::: SUPPLIED INFORMATION :::

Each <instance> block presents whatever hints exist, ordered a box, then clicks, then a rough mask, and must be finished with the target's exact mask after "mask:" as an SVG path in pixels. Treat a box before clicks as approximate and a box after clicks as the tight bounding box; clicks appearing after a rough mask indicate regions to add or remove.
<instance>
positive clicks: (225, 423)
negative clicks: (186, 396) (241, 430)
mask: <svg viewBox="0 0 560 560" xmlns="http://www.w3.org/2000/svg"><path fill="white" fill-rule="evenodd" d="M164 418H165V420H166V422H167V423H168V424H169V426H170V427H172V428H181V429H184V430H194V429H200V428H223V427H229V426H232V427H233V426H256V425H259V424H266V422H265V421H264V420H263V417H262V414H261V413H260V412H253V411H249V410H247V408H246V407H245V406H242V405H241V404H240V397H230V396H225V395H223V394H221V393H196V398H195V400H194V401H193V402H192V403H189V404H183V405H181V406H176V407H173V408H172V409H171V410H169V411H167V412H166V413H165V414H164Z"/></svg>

:::

WHAT THIS TASK INVOLVES:
Your answer must be the data above, copied exactly from its first line through the line containing "positive clicks: (225, 423)", and nothing more.

COMPLETED TASK:
Each <instance> block presents whatever hints exist, ordered a box, then clicks, then a rough mask, and must be finished with the target's exact mask after "mask:" as an SVG path in pixels. Treat a box before clicks as approximate and a box after clicks as the tight bounding box; clicks appearing after a rough mask indicate regions to add or remove.
<instance>
positive clicks: (225, 423)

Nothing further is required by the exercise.